Artigo:
---*---

Imprensa é oposição. O resto é armazém de secos e molhados."

(Millôr Fernandes)

segunda-feira, 19 de setembro de 2011

Roubando a terra ao Anteu

Segunda, 19 de setembro de 2011
Anteu                Google imagem
A praça! A praça é do povo
Como o céu é do condor;
É o antro onde a liberdade
Cria águias em seu calor
Senhor!... pois quereis a praça?
Desgraçada a populaça
Só tem a rua de seu...
Ninguém vos rouba os castelos,
Tendes palácios tão belos...
Deixai a terra ao Anteu.

(Castro Alves, em O Povo no Poder)
Castro Alves todos guardam na memória, mas suponho que caiba, em benefício de um ou outro leitor mais distraído, uma referência a Anteu, a quem o poeta, nesses versos, identificou com o povo. Personagem da mitologia grega, Anteu era um deus, filho de Posídon (o deus do mar, adotado pelos romanos sob o nome de Netuno) e Gaia (a Terra). Sua característica principal era a capacidade de captar para si a força da Terra, sua mãe, sempre que estivesse em contato com ela. Nessas condições, era invencível. Se perdesse esse contato, tornava-se indefeso.

---*---

Entradas fornecidas:
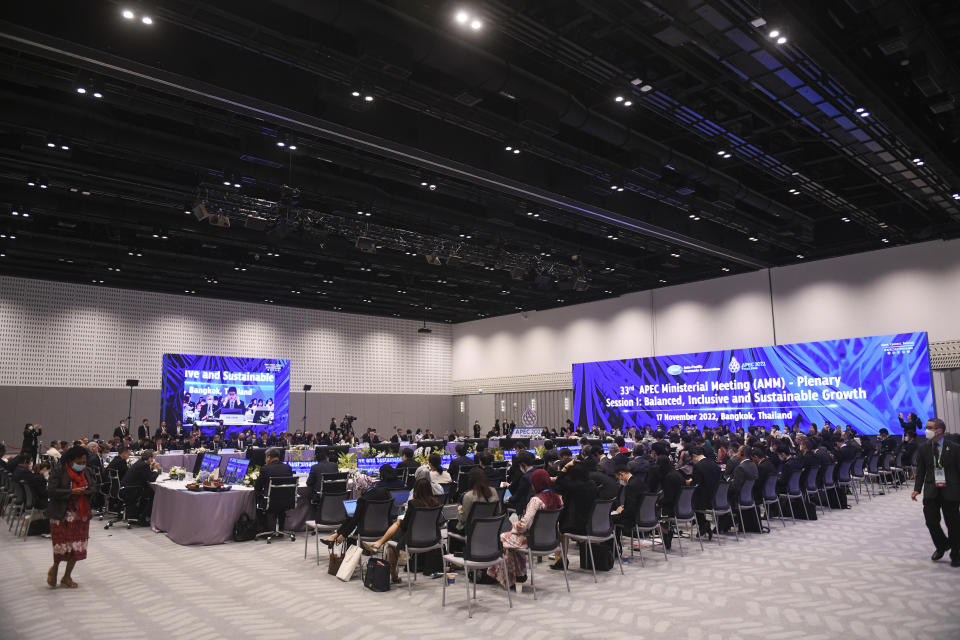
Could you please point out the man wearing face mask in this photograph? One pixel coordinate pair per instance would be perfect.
(938, 476)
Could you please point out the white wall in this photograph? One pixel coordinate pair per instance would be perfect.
(912, 288)
(56, 334)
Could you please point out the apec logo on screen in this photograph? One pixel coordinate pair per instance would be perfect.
(238, 393)
(864, 382)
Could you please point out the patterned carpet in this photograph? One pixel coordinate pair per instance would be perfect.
(863, 573)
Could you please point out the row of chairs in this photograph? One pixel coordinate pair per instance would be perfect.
(17, 503)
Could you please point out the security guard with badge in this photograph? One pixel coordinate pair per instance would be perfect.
(938, 475)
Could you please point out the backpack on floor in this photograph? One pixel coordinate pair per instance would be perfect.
(377, 577)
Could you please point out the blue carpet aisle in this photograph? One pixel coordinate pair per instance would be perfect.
(863, 573)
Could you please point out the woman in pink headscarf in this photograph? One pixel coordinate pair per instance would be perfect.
(544, 498)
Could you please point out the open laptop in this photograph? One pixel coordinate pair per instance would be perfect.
(236, 470)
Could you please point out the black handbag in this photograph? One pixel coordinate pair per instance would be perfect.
(244, 529)
(377, 577)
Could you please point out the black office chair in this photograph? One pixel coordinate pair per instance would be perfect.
(281, 496)
(484, 550)
(745, 501)
(599, 529)
(373, 522)
(830, 482)
(423, 535)
(647, 522)
(331, 513)
(129, 499)
(478, 510)
(543, 539)
(683, 512)
(770, 497)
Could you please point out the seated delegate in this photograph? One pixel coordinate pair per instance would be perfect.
(423, 498)
(141, 476)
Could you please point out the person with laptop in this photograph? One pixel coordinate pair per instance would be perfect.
(321, 466)
(381, 490)
(141, 476)
(275, 467)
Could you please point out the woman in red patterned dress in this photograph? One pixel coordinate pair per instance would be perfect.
(70, 486)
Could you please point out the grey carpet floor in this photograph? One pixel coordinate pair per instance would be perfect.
(861, 573)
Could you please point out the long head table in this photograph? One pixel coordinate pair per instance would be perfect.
(206, 517)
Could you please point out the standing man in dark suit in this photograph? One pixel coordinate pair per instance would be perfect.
(459, 461)
(634, 488)
(121, 431)
(143, 431)
(31, 441)
(706, 477)
(275, 467)
(938, 476)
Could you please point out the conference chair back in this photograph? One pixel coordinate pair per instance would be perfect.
(745, 499)
(683, 510)
(721, 499)
(375, 519)
(600, 524)
(424, 527)
(647, 512)
(543, 534)
(331, 510)
(811, 485)
(843, 471)
(281, 494)
(483, 540)
(481, 510)
(857, 469)
(770, 489)
(829, 477)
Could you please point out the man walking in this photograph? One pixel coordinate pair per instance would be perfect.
(938, 475)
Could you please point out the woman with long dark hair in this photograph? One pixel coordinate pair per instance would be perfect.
(544, 497)
(69, 489)
(423, 498)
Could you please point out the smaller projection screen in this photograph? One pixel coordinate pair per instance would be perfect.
(864, 382)
(238, 393)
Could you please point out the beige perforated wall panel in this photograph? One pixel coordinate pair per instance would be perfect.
(64, 335)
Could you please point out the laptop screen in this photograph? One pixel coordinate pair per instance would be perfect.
(236, 470)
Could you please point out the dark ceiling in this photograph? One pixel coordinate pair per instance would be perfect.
(659, 142)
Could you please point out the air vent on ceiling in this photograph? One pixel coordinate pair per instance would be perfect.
(468, 99)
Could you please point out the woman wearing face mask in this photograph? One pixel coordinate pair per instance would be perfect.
(69, 489)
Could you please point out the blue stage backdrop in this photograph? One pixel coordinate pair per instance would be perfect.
(863, 382)
(241, 393)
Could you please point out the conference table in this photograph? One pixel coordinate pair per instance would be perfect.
(187, 460)
(207, 517)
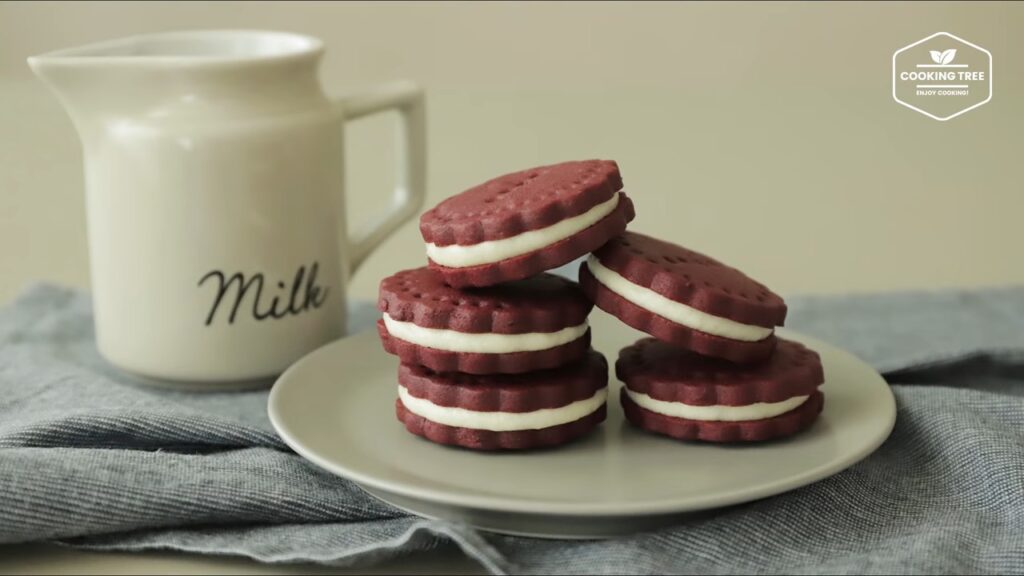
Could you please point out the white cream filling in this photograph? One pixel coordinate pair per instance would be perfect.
(757, 411)
(452, 340)
(502, 421)
(676, 312)
(495, 250)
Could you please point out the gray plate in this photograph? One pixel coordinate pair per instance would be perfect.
(336, 408)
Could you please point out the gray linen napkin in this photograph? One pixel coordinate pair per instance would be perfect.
(88, 458)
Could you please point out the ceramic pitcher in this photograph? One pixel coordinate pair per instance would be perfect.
(214, 174)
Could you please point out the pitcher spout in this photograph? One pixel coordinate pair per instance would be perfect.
(146, 75)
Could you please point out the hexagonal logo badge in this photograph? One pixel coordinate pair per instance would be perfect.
(942, 76)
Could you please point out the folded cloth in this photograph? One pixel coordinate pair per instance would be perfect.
(89, 458)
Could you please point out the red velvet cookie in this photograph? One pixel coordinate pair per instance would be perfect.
(522, 223)
(690, 397)
(504, 411)
(532, 324)
(683, 297)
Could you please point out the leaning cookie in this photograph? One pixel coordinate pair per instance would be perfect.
(690, 397)
(504, 411)
(525, 222)
(531, 324)
(683, 297)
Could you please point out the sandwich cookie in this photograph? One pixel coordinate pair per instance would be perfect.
(525, 222)
(683, 297)
(689, 397)
(504, 411)
(532, 324)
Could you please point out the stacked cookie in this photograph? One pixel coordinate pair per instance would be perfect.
(495, 353)
(715, 370)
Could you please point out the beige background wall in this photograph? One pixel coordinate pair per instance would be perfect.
(762, 133)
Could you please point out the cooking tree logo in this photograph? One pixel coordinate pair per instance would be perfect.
(942, 76)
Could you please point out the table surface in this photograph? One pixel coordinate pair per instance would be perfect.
(735, 132)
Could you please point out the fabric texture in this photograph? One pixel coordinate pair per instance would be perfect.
(90, 458)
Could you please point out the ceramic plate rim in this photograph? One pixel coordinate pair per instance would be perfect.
(499, 503)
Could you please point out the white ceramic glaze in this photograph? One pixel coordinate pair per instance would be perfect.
(214, 160)
(616, 481)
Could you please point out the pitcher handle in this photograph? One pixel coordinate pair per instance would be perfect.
(410, 192)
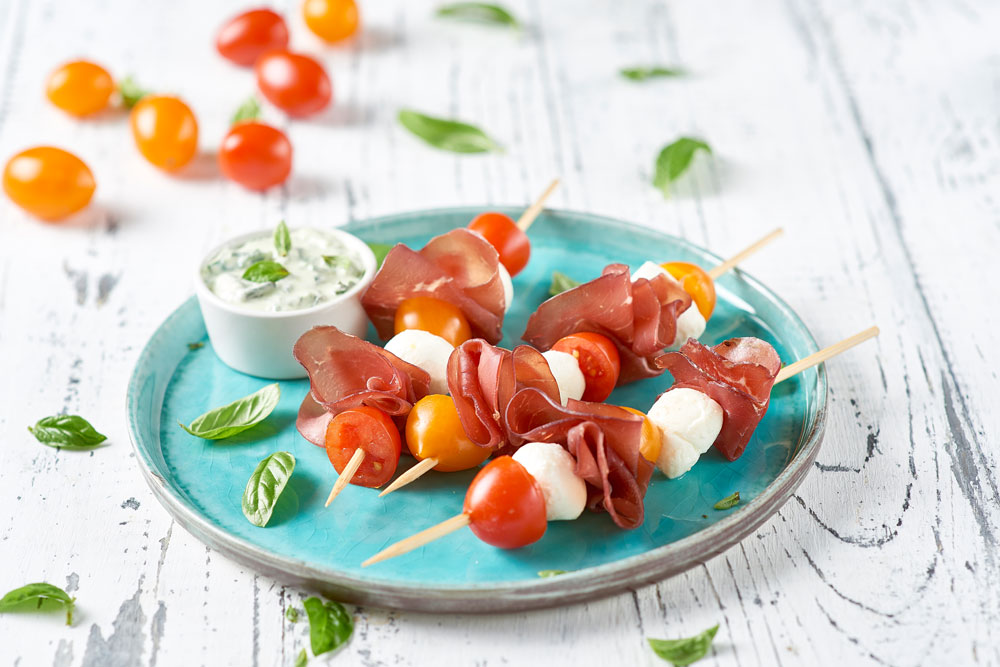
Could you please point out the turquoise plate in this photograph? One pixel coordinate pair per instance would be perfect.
(201, 483)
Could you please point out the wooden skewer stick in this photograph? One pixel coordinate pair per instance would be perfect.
(824, 354)
(411, 475)
(730, 263)
(347, 475)
(532, 211)
(420, 539)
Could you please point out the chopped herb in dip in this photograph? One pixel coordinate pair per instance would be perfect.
(319, 267)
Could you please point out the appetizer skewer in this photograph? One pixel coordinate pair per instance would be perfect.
(506, 483)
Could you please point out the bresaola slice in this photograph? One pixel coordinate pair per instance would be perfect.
(640, 317)
(604, 440)
(346, 372)
(459, 267)
(737, 374)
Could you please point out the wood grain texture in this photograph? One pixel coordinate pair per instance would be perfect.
(869, 131)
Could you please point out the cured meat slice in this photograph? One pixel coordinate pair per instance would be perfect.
(459, 267)
(604, 440)
(346, 372)
(640, 317)
(737, 374)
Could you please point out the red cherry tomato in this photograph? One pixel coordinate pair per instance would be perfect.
(505, 505)
(295, 83)
(372, 430)
(503, 234)
(598, 359)
(246, 37)
(48, 182)
(255, 155)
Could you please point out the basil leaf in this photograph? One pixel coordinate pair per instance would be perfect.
(380, 250)
(237, 416)
(265, 486)
(66, 431)
(545, 574)
(560, 283)
(644, 73)
(282, 239)
(684, 651)
(448, 135)
(330, 626)
(265, 271)
(249, 110)
(39, 594)
(131, 92)
(674, 160)
(728, 502)
(481, 12)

---*---

Tarefas propostas:
1. Segundo o artigo, de quem Anteu era filho?
2. Devolva, sem alterações, o trecho do artigo que vai de "Segunda, 19 de" a "quereis a praça?".
As entradas não são usadas nesta atividade.

Resolução das tarefas:
1. De Posídon e Gaia.

2.
Segunda, 19 de setembro de 2011
Anteu                Google imagem
A praça! A praça é do povo
Como o céu é do condor;
É o antro onde a liberdade
Cria águias em seu calor
Senhor!... pois quereis a praça?